(SUPPLIED ENTRIES begins)

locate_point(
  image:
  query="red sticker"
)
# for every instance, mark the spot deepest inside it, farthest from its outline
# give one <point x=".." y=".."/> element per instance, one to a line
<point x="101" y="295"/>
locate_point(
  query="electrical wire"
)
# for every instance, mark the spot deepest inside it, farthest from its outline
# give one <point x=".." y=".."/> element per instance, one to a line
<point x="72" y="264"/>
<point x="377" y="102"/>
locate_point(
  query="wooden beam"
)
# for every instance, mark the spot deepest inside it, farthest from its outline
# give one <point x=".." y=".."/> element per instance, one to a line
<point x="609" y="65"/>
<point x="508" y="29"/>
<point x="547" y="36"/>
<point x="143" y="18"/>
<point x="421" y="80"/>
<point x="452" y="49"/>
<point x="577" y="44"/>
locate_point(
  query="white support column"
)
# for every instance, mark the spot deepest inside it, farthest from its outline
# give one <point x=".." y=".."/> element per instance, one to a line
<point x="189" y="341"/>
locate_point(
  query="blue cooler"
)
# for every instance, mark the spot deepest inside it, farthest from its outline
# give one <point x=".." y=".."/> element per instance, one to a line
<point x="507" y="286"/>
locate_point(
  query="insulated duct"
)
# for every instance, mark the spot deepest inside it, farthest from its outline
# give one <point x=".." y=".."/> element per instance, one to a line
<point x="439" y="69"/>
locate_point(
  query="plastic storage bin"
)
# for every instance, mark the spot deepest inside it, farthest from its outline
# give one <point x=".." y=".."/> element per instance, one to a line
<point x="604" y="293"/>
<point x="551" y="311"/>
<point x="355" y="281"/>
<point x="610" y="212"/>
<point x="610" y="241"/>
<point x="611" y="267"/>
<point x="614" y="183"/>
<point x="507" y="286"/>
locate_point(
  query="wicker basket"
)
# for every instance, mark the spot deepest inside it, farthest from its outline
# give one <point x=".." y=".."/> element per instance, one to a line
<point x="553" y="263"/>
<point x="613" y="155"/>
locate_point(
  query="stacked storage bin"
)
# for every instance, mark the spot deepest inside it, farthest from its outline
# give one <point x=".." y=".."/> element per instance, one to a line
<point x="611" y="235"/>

(SUPPLIED ENTRIES ends)

DESCRIPTION OF THE TASK: In these records, tally the lines that contain the string "storage", and give only the result.

EXERCISE SOLUTION: 2